**Work instructions**
1. From the news report on the Istanbul protest against the creationism symposium, list every number it gives and what each one counts.
2. In the news report on the Istanbul protest against the creationism symposium, what was the symposium's title?
3. Resume the news report on the Istanbul protest against the creationism symposium from where it stops.

Hundreds protest anti-evolution meet in Turkey
ISTANBUL- Hürriyet Daily News
Some 300 people, including academics and students gathered in front of Istanbul’s Marmara University yesterday to protest the creationism symposium. DHA photo
Hundreds of protesters gathered in front of Istanbul’s Marmara University’s campus yesterday to speak out against Turkey’s “first-ever academic creationism symposium” that was organized by a student club, backed by the university’s administration, and attended by about 50 people.“It is a new step taken against science, this is called the Islamization of the universities,” said Professor Atilla Şenel, a prominent anthropologist who was among the protestors. Police prevented Şenel was from entering the two-day symposium titled “Why does science deny inter-species evolution?”, by request of Marmara University’s rector. “This is a part of the program aiming ‘to raise a religious generation.’ Those academics who give presentations in that room have nothing to do with science. They can preach in a mosque but not in a university,” he told the Hürriyet Daily News. “If the symposium’s organizers wanted to engage in a scientific debate, they would allow those with opposing ideas to be in the room.”

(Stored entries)
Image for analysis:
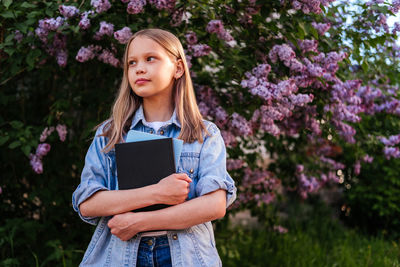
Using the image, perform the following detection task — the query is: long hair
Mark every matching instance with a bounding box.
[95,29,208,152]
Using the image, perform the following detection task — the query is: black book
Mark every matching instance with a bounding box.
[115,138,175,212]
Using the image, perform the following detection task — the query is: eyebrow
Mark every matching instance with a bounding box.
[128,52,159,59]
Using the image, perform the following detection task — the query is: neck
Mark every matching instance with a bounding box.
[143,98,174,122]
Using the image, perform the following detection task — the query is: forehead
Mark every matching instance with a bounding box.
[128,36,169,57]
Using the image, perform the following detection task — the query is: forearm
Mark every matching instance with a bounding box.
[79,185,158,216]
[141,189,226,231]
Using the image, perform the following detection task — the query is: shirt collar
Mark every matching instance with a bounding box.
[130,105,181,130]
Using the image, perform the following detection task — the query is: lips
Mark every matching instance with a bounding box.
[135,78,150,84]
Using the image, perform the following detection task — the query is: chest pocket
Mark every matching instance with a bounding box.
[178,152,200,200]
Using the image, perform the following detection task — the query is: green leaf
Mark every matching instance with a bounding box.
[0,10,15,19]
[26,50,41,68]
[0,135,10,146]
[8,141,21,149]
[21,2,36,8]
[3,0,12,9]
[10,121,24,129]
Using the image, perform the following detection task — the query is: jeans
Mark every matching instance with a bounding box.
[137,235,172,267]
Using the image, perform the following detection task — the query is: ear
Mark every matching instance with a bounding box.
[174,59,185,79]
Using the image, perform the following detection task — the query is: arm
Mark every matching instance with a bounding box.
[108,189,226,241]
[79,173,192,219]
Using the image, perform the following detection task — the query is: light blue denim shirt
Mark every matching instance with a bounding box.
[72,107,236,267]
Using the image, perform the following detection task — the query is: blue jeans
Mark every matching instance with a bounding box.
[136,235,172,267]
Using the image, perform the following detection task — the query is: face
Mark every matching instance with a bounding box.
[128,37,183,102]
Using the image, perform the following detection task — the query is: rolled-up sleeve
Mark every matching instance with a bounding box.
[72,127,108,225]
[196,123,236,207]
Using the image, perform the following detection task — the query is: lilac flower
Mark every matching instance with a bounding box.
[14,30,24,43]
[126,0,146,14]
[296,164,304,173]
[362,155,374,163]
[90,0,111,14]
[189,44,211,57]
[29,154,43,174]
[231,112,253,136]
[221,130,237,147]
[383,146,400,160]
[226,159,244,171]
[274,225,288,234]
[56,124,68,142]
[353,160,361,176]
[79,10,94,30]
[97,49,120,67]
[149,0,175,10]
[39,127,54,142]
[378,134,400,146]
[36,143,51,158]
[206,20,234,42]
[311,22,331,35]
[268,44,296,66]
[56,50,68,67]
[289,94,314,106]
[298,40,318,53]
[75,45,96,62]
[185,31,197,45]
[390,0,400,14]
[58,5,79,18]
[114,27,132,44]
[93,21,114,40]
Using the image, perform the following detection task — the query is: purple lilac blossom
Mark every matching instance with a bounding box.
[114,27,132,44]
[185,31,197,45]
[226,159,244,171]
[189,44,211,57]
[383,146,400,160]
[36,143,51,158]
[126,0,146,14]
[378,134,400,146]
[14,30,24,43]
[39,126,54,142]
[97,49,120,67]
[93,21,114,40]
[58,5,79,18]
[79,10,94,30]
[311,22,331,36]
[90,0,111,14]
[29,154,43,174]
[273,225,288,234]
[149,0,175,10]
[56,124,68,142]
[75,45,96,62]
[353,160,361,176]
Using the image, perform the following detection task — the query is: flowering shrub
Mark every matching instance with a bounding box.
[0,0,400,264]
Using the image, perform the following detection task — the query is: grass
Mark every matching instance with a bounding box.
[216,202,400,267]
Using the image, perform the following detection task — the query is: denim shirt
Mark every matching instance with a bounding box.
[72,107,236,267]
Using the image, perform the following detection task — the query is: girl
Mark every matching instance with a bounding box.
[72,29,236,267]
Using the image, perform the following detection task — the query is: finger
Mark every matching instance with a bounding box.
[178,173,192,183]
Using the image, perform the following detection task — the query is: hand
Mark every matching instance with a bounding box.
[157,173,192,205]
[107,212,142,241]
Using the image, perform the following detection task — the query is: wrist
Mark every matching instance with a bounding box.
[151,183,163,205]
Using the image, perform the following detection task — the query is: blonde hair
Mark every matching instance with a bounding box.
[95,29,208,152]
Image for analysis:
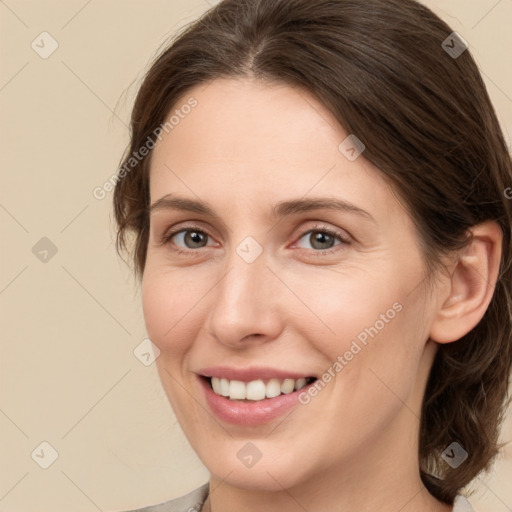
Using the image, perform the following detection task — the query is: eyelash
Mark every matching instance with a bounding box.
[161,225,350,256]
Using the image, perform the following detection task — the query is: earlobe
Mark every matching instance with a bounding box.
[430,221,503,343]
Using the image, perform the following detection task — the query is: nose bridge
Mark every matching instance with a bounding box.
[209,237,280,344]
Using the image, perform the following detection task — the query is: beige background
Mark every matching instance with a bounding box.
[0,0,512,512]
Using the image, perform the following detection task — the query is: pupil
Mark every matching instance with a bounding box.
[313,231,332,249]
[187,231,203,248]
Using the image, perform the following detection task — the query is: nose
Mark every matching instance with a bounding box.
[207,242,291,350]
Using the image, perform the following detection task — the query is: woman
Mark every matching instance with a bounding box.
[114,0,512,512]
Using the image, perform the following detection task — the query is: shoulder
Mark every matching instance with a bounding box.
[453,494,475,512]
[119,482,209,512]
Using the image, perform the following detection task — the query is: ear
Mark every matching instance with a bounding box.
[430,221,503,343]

==

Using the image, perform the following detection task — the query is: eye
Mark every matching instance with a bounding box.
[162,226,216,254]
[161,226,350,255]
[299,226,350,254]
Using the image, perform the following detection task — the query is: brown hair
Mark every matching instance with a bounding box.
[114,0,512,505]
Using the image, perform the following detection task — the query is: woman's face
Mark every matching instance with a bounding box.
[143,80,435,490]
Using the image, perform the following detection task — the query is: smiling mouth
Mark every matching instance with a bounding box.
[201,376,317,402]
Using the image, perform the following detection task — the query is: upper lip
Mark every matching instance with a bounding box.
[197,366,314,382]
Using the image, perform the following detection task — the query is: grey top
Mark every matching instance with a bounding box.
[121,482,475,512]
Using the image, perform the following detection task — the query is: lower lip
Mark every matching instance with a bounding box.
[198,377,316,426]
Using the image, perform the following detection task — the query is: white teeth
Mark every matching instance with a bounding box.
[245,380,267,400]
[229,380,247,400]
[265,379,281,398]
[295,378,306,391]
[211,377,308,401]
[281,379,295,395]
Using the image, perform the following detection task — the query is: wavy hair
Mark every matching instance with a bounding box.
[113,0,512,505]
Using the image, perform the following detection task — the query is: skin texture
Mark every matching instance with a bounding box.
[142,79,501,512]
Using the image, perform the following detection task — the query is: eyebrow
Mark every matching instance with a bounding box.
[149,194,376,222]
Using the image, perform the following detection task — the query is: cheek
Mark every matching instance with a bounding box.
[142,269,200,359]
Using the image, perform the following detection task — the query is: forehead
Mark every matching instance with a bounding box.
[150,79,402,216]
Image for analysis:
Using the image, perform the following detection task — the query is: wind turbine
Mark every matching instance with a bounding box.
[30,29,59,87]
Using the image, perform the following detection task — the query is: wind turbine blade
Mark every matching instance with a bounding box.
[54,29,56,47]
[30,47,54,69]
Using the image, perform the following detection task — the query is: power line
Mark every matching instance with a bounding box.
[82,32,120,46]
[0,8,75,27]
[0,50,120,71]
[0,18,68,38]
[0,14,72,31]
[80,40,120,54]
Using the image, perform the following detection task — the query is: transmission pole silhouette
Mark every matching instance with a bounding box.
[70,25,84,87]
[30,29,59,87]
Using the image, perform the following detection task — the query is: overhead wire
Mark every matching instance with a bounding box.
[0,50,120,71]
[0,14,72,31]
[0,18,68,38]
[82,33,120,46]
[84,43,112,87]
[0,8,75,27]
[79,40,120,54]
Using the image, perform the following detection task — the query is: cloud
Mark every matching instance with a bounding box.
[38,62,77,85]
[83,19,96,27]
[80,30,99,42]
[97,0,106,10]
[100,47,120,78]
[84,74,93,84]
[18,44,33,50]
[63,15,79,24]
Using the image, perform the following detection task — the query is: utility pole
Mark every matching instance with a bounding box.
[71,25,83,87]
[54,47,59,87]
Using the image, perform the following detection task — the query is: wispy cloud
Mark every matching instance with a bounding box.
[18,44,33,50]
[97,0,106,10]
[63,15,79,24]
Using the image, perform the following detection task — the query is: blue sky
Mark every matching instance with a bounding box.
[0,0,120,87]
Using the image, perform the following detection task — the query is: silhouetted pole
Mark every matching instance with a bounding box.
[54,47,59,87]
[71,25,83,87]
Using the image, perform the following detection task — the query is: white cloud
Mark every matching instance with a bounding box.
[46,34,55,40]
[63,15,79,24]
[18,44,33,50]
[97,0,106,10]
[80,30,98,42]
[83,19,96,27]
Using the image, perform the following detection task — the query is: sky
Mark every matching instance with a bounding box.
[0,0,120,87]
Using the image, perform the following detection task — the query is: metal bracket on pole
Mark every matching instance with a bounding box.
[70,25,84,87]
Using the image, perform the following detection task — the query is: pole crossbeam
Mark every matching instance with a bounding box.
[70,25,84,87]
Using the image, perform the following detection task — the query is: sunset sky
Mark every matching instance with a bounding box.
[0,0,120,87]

--

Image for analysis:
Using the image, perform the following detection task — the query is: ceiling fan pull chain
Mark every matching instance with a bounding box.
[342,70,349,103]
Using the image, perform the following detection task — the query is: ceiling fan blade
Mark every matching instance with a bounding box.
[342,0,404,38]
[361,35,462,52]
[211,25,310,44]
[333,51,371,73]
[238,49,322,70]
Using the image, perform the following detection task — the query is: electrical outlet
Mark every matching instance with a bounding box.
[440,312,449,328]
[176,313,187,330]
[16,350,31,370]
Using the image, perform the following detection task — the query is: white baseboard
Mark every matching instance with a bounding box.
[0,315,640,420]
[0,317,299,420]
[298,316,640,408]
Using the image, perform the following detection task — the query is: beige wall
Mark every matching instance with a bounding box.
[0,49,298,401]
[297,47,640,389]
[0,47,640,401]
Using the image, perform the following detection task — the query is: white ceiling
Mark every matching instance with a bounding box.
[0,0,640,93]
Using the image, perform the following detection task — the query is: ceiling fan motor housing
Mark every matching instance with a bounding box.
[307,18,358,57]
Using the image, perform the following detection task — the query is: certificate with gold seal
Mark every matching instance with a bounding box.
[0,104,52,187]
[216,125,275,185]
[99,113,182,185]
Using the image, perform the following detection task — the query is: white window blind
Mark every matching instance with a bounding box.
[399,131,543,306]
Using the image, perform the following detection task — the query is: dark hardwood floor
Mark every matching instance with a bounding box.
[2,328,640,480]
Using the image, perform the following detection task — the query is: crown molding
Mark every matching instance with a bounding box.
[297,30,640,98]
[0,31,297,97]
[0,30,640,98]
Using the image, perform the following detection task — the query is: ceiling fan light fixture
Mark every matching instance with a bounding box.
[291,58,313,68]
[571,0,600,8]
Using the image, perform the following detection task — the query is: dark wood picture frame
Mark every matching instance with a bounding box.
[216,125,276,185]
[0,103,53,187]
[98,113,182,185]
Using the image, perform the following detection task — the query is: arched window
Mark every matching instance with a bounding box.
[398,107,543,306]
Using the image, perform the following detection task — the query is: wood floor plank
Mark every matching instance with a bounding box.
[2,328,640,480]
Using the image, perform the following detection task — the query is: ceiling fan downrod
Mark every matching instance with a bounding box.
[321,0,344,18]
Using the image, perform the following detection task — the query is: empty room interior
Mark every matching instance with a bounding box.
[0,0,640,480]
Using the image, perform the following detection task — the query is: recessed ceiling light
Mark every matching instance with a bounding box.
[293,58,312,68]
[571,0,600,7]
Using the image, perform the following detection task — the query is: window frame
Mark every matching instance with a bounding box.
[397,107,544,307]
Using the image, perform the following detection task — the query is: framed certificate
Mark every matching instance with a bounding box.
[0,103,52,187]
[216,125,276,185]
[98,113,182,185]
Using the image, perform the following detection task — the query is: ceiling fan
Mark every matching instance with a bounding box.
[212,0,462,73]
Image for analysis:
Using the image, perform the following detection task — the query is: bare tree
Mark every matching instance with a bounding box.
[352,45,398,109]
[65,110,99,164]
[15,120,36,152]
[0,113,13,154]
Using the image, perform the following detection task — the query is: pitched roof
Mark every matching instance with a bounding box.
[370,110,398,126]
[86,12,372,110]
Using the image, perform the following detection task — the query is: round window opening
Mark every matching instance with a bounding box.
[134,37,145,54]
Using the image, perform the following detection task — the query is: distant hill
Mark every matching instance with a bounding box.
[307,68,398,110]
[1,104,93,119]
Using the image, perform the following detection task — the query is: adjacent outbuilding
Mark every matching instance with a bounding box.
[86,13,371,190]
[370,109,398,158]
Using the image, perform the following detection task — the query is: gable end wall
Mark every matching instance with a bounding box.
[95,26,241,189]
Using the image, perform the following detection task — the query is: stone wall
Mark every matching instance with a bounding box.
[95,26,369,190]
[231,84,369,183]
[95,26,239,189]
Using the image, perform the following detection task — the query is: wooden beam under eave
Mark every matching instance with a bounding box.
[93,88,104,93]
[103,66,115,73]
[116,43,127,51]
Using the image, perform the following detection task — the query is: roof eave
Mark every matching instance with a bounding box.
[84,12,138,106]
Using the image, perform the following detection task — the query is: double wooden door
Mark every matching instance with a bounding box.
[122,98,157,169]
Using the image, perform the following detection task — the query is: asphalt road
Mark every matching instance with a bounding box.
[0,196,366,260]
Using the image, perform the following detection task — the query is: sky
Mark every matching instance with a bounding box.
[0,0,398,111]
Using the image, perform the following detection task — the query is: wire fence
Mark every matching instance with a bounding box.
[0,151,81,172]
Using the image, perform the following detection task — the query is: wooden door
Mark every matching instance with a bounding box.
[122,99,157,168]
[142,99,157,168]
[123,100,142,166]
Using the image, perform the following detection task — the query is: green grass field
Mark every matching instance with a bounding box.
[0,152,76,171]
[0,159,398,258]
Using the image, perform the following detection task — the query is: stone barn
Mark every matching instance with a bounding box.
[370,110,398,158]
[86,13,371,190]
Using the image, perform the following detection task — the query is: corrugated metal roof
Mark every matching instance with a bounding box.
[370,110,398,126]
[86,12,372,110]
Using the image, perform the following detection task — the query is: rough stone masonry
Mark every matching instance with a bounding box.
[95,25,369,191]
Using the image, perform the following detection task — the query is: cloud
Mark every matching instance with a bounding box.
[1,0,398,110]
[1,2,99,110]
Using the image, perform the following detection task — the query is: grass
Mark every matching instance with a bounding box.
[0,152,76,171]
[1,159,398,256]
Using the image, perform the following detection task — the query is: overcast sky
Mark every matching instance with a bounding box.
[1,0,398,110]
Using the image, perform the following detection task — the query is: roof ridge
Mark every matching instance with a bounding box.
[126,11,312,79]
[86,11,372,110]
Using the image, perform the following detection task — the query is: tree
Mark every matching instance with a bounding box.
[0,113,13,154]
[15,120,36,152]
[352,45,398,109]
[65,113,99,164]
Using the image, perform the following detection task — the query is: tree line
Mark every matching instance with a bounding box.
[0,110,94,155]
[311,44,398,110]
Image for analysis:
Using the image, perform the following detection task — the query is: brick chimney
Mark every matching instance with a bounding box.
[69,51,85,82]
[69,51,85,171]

**Answers in order**
1.
- 300: the people, including academics and students, who gathered in front of Marmara University
- About 50: the people who attended the symposium
- Two: the days the symposium lasted

2. "Why does science deny inter-species evolution?"

3.
Only those who held invitations were allowed into the symposium, where some 50 students listened to the first day’s speakers. Nihat Buğra Ağaoğlu, one of the organizers of the event, said he came to Marmara University to study medicine as a conservative man years ago, but he became depressed when he was taught about evolution. “They did not teach us any theory but Darwinism; we were strangers in our own land,” said Ağaoğlu, who is completing a PhD in genetics.
Ağaoğlu, who also works as a project coordinator at the Health Ministry, said the organizers of the event received threats. “They threatened to kill us, they said we were bigoted and had no place in academia,” he told the Daily News. In his opening speech Ağaoğlu said, “If science was against their beliefs they would find a way to struggle with it, as well.”
Among the presenters on the first day of the symposium was Professor Turan Güven from Gazi University, who said he did not take Darwin’s theories seriously. “He [Charles Darwin] wrote that humans had four legs and they tried to stand up to see their enemies, so that they became two-legged. You have got to be kidding me,” Güven said.